SHORT EXERCISE
How many lines in the records below contain the string "assistance"? Reply with the number alone.

>> BEGIN EXERCISE INPUTS

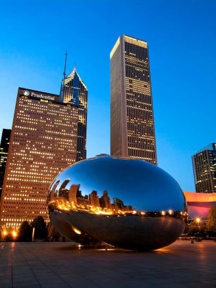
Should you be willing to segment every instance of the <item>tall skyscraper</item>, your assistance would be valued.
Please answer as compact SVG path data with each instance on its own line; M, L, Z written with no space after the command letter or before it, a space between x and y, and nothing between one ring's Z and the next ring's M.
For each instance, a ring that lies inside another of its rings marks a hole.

>> END EXERCISE INPUTS
>> BEGIN EXERCISE INPUTS

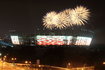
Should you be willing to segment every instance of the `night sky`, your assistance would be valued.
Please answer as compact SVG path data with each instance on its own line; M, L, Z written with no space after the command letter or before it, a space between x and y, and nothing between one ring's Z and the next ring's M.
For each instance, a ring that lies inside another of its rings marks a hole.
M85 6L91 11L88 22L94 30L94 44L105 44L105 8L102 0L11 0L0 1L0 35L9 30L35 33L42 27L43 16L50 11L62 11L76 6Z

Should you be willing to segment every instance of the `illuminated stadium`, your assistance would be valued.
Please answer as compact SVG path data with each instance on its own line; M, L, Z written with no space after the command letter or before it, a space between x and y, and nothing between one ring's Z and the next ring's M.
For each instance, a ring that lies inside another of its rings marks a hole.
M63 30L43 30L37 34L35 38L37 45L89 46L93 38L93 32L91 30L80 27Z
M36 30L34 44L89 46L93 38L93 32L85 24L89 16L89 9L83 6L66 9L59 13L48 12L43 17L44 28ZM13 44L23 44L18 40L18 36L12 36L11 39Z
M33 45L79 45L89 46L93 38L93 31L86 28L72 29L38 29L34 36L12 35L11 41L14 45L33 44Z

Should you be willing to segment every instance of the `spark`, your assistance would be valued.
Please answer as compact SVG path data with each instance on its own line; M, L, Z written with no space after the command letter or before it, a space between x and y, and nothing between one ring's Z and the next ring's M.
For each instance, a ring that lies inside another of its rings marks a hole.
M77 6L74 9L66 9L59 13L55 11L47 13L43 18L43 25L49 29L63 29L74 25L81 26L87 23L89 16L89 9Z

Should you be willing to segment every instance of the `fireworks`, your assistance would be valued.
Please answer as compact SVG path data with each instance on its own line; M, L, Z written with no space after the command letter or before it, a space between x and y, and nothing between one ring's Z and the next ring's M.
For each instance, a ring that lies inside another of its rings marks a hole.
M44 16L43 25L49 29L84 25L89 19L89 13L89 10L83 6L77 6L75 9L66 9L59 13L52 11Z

>> END EXERCISE INPUTS

SOLUTION FOR THIS PROBLEM
5